### What is required
Every line between the top of the data below and the line with "GET /detect?q=black wristband", both ends included, must be retyped exactly.

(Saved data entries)
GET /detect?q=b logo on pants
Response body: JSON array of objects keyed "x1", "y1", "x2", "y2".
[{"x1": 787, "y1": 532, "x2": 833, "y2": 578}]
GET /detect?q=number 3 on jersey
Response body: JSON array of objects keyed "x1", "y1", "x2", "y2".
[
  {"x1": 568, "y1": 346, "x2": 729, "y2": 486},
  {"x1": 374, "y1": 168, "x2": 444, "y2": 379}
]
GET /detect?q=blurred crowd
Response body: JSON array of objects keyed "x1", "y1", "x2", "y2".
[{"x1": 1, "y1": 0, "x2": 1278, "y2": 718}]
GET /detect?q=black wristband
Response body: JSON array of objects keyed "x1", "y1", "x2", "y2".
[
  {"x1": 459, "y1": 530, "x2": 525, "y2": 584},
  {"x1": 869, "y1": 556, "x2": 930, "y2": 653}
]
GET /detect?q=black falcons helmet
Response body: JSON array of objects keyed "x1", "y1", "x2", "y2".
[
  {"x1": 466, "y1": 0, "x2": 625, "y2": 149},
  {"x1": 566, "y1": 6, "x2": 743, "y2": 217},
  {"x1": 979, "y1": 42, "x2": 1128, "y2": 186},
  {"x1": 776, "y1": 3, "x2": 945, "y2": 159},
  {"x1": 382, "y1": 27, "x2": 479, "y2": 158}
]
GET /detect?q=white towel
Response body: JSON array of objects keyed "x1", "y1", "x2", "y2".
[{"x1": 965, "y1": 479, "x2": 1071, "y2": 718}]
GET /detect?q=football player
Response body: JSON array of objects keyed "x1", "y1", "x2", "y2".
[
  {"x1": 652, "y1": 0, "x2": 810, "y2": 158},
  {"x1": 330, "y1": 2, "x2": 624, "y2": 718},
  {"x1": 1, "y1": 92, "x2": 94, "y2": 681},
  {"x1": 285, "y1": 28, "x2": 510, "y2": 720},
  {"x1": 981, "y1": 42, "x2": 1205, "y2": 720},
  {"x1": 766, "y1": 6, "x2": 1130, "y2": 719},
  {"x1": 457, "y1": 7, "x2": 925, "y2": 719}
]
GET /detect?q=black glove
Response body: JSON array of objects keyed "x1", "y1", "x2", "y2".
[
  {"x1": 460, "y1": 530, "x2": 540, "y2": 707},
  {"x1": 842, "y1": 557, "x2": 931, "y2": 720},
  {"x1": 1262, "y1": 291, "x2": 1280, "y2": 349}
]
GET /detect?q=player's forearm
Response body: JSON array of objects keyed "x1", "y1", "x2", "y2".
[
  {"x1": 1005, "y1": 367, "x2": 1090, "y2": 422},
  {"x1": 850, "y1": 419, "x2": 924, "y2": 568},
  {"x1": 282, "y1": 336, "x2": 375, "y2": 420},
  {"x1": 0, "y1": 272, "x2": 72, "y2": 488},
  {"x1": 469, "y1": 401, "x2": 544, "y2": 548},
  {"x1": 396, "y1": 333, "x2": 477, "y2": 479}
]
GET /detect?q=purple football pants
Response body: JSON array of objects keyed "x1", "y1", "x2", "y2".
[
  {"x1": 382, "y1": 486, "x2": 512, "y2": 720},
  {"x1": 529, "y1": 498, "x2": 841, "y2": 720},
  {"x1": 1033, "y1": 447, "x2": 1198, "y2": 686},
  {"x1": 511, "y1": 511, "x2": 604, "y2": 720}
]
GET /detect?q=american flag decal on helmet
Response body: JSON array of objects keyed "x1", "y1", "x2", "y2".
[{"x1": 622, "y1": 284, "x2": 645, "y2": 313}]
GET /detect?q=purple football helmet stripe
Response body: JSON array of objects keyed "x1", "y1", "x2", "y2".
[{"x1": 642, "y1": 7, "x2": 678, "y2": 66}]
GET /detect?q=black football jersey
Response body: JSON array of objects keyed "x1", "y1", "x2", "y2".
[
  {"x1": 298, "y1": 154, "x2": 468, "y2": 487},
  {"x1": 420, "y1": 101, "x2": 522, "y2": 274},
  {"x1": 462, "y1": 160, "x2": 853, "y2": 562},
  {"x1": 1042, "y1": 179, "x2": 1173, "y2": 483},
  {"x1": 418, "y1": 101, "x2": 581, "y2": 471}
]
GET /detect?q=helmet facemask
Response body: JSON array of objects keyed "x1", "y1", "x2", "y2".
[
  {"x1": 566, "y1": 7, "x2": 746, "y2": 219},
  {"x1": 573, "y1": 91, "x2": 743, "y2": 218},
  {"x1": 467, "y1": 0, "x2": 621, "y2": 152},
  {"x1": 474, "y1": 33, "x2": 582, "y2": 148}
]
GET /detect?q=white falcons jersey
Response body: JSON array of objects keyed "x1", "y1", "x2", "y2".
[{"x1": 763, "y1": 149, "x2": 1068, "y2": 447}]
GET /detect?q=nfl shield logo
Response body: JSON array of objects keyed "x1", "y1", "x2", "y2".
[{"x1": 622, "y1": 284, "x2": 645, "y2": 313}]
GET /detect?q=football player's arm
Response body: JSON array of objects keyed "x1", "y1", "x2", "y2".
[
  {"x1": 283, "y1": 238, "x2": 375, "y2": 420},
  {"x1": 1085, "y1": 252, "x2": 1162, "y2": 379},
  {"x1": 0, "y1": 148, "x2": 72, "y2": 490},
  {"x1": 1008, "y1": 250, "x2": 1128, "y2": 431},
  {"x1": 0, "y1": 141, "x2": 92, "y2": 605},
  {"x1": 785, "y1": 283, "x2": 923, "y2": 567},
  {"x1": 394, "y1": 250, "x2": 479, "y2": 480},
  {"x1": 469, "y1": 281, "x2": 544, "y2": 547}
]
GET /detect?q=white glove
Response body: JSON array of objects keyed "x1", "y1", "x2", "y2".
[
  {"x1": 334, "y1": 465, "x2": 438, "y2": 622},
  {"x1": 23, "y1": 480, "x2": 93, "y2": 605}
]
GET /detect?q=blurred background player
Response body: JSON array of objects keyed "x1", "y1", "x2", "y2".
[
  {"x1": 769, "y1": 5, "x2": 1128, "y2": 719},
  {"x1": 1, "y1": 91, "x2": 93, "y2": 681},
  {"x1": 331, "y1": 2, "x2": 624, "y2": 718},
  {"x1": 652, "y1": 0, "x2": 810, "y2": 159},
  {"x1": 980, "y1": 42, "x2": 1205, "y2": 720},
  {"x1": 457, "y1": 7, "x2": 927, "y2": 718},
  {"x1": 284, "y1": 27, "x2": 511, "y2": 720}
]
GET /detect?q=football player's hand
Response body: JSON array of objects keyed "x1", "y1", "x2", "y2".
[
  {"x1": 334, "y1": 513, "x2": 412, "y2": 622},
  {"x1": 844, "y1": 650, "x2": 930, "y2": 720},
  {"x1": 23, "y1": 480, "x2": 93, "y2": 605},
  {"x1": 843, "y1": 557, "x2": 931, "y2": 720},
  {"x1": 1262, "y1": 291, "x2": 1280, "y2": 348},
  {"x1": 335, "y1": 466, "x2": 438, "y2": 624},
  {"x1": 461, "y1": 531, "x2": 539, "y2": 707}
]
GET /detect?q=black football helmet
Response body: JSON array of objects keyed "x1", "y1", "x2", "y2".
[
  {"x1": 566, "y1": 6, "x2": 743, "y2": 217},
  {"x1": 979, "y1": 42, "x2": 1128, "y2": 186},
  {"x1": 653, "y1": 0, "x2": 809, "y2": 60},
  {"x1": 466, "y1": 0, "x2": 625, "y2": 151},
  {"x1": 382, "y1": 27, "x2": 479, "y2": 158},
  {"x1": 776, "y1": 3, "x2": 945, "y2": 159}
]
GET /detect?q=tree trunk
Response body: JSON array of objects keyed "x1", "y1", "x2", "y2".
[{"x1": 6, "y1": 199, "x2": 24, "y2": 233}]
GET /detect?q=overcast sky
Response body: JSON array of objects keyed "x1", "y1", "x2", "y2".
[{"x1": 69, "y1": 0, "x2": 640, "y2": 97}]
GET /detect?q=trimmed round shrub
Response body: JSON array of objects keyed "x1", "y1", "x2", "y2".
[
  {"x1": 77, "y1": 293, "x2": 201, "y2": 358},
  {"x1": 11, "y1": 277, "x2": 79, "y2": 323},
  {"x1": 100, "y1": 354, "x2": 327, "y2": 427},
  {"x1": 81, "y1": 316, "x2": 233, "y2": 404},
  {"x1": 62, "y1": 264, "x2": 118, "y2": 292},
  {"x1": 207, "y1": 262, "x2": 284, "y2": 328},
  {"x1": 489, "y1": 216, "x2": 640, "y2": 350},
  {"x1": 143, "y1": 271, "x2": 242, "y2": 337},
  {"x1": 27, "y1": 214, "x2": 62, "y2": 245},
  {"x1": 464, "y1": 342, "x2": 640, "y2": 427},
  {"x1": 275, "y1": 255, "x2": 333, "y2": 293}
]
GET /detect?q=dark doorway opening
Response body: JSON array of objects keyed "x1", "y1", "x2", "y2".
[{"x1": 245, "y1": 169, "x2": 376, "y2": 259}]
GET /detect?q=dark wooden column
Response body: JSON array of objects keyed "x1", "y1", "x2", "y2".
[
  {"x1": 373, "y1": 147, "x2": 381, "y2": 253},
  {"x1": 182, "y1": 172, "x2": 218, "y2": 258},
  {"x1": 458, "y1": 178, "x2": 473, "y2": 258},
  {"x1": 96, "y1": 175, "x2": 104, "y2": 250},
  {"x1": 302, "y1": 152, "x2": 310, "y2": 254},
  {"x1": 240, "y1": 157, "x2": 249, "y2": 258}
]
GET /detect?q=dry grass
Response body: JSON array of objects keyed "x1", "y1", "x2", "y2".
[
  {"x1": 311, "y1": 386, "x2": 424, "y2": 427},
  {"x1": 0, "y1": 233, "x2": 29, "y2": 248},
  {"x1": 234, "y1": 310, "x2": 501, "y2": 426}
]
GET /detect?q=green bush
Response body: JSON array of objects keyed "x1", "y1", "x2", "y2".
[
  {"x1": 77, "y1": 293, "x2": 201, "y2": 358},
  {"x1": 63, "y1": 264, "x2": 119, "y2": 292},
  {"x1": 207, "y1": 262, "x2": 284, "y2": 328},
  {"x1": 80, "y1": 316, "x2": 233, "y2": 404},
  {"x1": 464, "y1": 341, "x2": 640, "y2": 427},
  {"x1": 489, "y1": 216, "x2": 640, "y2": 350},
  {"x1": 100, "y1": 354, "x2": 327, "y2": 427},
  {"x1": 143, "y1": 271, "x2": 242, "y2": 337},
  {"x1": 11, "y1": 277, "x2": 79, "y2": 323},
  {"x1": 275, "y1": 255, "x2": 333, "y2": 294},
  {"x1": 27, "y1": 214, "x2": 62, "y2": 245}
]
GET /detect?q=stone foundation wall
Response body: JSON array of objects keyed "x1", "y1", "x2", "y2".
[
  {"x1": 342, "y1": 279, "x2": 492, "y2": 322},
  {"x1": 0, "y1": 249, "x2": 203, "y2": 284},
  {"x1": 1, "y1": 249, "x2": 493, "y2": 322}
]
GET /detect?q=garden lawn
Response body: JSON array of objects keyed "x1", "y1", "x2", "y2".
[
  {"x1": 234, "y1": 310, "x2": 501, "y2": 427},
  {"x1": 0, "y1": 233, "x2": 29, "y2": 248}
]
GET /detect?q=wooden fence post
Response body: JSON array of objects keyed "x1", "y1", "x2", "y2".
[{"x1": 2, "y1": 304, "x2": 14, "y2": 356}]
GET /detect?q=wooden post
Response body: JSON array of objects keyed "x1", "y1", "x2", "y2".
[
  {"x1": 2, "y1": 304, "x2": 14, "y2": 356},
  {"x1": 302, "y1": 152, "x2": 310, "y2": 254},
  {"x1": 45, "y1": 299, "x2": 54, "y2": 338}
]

### Task result
GET /detect?q=b logo on pants
Response body: JSON array of objects keyed "x1", "y1", "x2", "y2".
[{"x1": 787, "y1": 532, "x2": 833, "y2": 578}]
GET /detect?q=number 3 on jersey
Response body: JSON array of objects keyed "x1", "y1", "x2", "y2".
[
  {"x1": 568, "y1": 346, "x2": 729, "y2": 486},
  {"x1": 374, "y1": 168, "x2": 444, "y2": 379}
]
GET /detect?q=blurred crowd
Response body: JSON array of objects keyed "x1", "y1", "x2", "y2".
[{"x1": 1, "y1": 0, "x2": 1278, "y2": 718}]
GET /detect?q=black wristband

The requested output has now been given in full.